**Dataset rows**
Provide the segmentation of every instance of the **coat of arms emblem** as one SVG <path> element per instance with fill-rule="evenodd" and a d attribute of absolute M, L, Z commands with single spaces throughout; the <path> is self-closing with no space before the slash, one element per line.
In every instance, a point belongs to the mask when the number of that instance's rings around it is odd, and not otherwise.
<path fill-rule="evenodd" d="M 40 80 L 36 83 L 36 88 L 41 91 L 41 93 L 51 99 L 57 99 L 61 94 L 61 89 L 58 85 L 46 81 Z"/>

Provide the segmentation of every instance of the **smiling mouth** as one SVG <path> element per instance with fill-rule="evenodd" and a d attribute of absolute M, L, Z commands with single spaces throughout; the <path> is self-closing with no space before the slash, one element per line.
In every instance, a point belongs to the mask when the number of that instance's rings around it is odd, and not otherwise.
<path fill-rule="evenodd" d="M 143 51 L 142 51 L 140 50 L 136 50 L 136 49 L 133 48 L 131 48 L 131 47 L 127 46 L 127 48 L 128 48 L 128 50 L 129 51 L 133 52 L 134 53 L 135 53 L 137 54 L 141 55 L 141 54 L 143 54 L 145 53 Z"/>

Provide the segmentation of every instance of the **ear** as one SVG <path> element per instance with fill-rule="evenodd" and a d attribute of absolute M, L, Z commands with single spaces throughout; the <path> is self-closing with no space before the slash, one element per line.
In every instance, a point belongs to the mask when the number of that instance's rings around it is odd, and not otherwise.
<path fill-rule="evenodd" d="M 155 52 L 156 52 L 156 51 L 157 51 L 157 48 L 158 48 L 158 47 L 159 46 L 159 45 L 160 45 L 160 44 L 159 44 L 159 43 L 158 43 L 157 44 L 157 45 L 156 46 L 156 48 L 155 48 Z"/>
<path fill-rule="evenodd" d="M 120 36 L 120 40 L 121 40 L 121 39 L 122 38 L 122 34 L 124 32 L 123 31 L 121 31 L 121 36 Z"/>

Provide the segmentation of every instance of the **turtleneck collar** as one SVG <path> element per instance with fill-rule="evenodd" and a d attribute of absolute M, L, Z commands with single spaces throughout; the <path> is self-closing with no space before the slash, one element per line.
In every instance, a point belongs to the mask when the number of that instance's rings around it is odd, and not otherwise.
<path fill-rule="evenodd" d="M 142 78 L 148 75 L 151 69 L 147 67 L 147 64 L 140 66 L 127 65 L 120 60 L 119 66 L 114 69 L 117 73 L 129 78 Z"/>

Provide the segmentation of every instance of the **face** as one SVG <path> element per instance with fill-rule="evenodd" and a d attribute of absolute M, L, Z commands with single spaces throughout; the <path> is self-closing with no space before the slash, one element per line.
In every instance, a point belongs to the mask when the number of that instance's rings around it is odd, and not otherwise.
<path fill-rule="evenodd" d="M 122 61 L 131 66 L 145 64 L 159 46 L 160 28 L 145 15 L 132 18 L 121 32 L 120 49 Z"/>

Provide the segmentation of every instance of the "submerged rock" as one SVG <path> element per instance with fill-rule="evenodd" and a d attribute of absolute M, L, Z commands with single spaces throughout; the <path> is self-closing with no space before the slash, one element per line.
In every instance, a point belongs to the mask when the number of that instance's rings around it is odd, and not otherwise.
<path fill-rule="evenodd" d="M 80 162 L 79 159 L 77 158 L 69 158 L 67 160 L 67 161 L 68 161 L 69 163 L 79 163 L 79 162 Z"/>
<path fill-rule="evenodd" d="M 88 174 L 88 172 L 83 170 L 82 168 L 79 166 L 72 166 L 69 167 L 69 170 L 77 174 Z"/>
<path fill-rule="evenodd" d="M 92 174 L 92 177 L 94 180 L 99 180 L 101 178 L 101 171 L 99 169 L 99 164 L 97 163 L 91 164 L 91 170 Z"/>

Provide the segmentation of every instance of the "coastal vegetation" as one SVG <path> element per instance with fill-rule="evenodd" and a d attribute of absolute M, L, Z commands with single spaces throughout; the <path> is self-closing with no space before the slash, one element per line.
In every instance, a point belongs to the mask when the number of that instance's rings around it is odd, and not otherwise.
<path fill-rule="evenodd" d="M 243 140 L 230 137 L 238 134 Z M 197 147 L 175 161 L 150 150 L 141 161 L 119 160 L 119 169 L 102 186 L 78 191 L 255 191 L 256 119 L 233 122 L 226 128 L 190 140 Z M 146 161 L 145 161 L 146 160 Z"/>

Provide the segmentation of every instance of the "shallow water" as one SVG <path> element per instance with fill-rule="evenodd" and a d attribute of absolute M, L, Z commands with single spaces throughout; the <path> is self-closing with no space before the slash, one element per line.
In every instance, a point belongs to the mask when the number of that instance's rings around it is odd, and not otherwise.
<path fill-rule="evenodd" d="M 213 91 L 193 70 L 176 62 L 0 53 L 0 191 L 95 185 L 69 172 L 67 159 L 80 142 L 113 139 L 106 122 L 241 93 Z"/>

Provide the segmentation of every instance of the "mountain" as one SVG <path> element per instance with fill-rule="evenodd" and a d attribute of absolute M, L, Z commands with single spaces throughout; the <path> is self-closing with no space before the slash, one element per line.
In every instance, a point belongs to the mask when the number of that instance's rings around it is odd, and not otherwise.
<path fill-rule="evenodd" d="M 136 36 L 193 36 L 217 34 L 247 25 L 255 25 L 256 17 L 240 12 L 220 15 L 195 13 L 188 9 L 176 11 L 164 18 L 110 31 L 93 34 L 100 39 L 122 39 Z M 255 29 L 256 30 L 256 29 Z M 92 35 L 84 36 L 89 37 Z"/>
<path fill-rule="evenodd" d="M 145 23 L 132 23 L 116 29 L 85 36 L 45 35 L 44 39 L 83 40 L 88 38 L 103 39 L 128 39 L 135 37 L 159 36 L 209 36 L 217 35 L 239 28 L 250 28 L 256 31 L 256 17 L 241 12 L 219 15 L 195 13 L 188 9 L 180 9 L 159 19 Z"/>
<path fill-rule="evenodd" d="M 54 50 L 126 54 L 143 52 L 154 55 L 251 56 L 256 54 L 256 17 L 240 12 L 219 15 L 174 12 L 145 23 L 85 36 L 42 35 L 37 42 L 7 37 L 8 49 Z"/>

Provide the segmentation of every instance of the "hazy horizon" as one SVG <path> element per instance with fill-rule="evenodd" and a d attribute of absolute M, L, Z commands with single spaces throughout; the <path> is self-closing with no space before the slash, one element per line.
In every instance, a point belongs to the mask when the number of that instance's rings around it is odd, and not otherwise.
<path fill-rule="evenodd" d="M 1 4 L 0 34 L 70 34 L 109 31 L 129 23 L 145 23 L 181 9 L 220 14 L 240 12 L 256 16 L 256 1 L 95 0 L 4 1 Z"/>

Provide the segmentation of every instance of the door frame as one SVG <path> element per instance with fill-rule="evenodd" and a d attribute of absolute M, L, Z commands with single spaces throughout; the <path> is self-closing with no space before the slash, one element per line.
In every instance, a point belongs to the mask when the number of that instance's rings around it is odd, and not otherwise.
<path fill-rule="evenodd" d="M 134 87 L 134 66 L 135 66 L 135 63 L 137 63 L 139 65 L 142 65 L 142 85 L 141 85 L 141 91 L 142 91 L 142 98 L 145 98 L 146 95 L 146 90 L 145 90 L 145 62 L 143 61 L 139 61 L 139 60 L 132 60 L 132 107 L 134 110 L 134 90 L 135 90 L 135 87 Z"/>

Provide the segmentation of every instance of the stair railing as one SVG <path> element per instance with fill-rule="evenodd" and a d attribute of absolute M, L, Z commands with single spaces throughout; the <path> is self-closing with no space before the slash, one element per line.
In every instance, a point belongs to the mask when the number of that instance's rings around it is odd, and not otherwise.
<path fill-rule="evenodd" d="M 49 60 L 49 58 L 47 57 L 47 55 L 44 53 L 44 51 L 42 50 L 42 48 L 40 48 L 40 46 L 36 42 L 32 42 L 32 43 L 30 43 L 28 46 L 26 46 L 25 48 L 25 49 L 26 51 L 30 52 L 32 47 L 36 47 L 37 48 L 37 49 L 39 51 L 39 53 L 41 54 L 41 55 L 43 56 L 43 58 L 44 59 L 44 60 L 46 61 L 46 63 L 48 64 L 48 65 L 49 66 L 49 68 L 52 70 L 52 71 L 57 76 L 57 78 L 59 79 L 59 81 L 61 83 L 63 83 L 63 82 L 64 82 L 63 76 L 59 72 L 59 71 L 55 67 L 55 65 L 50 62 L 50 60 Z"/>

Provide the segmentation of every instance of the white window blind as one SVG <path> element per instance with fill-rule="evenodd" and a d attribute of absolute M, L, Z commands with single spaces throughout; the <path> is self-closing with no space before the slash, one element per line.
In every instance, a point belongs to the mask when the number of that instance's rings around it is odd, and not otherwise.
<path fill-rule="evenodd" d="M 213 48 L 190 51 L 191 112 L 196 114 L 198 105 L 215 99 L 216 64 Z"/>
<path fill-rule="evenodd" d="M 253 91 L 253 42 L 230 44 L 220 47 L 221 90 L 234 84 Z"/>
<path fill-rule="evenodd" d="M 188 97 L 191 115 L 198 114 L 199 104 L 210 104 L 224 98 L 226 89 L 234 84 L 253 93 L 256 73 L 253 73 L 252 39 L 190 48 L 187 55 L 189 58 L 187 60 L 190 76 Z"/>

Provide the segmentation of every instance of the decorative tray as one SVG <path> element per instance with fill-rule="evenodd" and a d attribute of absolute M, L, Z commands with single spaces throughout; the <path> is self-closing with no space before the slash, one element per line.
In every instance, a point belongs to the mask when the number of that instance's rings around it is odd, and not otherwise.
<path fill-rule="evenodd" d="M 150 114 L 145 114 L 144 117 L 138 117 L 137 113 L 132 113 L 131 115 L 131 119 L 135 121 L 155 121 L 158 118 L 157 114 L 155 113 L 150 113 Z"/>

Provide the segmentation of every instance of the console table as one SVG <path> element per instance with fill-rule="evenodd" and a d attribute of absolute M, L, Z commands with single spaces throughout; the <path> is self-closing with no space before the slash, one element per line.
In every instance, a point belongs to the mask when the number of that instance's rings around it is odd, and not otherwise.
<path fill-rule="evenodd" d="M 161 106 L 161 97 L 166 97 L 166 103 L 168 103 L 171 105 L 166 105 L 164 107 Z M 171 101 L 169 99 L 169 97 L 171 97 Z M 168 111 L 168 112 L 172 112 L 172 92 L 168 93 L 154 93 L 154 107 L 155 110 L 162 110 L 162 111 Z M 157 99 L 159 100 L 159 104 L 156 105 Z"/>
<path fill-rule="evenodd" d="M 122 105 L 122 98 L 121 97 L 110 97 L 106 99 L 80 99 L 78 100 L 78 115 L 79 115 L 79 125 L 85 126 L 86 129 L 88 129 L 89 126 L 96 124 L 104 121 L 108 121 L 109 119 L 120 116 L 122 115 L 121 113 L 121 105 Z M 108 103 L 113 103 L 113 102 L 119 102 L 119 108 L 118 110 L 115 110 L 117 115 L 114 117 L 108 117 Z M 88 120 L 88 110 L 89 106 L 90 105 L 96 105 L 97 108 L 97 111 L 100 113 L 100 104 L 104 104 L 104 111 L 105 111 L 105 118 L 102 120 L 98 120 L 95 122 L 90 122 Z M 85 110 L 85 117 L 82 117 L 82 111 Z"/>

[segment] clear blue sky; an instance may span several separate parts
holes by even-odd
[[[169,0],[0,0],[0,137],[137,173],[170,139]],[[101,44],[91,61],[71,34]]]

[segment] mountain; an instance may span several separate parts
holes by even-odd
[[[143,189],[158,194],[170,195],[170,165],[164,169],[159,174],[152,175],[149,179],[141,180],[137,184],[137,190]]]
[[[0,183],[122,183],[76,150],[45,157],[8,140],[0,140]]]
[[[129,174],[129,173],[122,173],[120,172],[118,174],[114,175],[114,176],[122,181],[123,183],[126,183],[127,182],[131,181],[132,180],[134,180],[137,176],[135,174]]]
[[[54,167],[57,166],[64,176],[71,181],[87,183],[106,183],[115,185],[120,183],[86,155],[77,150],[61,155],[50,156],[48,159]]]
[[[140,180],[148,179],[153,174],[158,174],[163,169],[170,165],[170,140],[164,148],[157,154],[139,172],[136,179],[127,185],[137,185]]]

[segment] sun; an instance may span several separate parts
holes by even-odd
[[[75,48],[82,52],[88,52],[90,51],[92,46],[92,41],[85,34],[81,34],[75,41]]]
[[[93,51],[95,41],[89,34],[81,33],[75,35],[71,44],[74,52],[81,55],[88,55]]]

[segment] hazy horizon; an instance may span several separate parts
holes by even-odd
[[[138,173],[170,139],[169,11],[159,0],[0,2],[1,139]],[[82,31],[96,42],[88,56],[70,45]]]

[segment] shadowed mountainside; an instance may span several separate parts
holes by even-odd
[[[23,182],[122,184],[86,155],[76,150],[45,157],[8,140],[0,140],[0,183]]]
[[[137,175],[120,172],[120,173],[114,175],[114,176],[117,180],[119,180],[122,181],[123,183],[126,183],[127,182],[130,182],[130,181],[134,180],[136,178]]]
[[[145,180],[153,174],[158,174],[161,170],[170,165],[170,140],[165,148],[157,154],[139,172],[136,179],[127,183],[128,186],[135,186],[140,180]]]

**Directions for this task**
Turn the lines from the one containing "[segment] mountain; an" through the one containing "[[[0,183],[122,183],[76,150],[45,157],[8,140],[0,140]]]", both included, into a JSON list of strings with one string per line and blank lines omitted.

**Exercise solution**
[
  "[segment] mountain; an instance may span several separate parts",
  "holes by even-odd",
  "[[[143,189],[158,194],[170,195],[170,165],[164,169],[159,174],[152,175],[149,179],[141,180],[137,184],[137,190]]]",
  "[[[0,183],[122,183],[76,150],[45,157],[8,140],[0,140]]]"
]